**Set tasks**.
• A. In the dog show forum thread, why does Ania's Mommy plan to spend time on the hammock getting a tan? Answer in one to three sentences.
• B. Write what comes next in the dog show forum thread, picking up right after the last heading.

# WA People



## whiteleo (Sep 7, 2008)

Anyone going to the dog shows at Marymoor park today? Several breed shows are happening and wondering if I might see anyone there.


----------



## Ania's Mommy (Feb 8, 2009)

Not me. Ania and her dad went off to do some search & rescue exercises and have left me all to myself for the day. 

I'm going to start my day by going back to bed just as soon as I finish typing this out. When I finally get around to waking up, I'll probably read from my smutty romance novel for a bit. Then I'll eat something. Likely popcorn. After that, I'll camp myself out on the hammock with my smutty romance novel and get my tan on (since the nice weather we will have today is an extreme rarity here in W.WA.) At some point, I'll have to get up and do something for dinner. BUt I'm not going to worry about that right now. Then, I'll have to water the garden and pick all the ripe veggies. Andrew will come home and we'll probably watch the movie we picked up from the redbox last night but didn't get around to watching, then go to bed.

So you can see, Robin, I just have no room in my schedule to head to Redmond for a dog show today. :wink: But I hope you have a great time!


----------



## whiteleo (Sep 7, 2008)

**Listed records**.
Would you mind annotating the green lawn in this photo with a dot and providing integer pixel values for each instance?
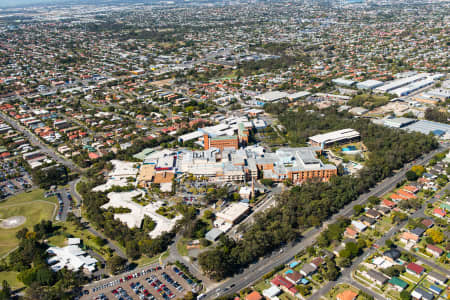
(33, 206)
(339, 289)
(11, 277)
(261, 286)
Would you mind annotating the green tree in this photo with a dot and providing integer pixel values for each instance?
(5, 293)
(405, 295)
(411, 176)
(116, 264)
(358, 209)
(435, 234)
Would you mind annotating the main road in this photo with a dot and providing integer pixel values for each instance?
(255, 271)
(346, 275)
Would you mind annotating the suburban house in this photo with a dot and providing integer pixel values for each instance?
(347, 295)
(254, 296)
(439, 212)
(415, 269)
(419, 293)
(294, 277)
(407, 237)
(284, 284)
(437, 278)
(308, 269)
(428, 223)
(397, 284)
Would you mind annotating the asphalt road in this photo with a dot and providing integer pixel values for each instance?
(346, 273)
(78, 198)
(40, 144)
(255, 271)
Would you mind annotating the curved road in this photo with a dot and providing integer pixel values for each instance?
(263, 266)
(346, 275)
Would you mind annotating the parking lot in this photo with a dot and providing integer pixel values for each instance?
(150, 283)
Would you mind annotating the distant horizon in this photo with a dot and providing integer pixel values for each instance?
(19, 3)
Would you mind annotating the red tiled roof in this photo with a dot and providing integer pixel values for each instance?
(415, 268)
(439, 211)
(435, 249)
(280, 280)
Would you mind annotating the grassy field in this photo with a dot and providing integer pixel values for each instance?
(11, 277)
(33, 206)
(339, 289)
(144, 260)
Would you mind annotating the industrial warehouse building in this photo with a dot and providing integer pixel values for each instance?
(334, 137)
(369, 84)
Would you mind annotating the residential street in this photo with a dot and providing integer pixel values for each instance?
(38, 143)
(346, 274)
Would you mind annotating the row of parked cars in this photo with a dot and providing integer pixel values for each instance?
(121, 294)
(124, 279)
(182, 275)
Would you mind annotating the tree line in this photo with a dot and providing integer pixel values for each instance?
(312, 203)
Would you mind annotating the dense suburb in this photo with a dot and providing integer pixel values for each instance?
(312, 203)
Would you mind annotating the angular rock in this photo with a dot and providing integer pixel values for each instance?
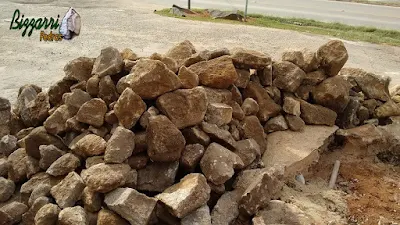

==

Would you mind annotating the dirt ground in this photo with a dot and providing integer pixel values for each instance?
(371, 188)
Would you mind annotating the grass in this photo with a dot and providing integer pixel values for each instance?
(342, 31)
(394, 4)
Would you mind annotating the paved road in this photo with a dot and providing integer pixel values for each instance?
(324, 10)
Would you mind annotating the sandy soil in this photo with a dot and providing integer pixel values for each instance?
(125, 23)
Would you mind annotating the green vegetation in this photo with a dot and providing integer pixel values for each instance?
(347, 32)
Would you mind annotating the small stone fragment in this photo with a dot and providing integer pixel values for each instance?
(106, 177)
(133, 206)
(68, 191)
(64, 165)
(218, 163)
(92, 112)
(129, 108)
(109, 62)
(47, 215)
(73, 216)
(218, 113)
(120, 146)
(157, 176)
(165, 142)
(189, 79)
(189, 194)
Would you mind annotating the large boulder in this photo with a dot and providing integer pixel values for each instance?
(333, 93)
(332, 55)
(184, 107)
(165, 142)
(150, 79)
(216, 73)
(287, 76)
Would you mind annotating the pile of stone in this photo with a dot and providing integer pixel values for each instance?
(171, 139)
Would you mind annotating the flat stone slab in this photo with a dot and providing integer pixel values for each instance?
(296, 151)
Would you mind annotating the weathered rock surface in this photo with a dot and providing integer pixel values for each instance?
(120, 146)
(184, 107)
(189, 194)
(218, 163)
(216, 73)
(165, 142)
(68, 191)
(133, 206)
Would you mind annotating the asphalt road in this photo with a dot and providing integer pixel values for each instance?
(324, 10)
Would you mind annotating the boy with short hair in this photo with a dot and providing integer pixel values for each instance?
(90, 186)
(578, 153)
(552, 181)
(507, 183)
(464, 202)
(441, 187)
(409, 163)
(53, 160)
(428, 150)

**Replies**.
• A. She plans to tan on the hammock because the weather will be nice that day. She notes that such weather is an extreme rarity in W.WA.

• B.
That's too bad Richelle, I enjoy watching Debbie's husband Mike from our co-op run their dogs in agility and see what I can buy. But it is also our Specialty show for the B.T club and we have our annual silent auction and BBQ which is the real reason I"m going.... Enjoy the smut Lol


----------



## Scarlett_O' (May 19, 2011)

I was thinking about bring the Collies.....NOT Brody though...but then we just woke up a hour ago....and I dont feel like going anywhere!LOL

Hmmmm...maybe we shall still come out.....hmmmm....

(Ohhh...I suppose I SHOULD look and see if outside dogs ARE allowed!LOL)


----------



## magicre (Apr 7, 2010)

which smutty novel are you reading, richelle....and, of course that takes precedence over an art show LOL

i have to watch the last disc of madmen season one, robin and the first disc of dexter season five....

we just got back from food shopping and i'm making tuna fish salad with fresh tuna.....for da man....

and then i'm going to collapse....

i hope you have a good time....


----------



## Ania's Mommy (Feb 8, 2009)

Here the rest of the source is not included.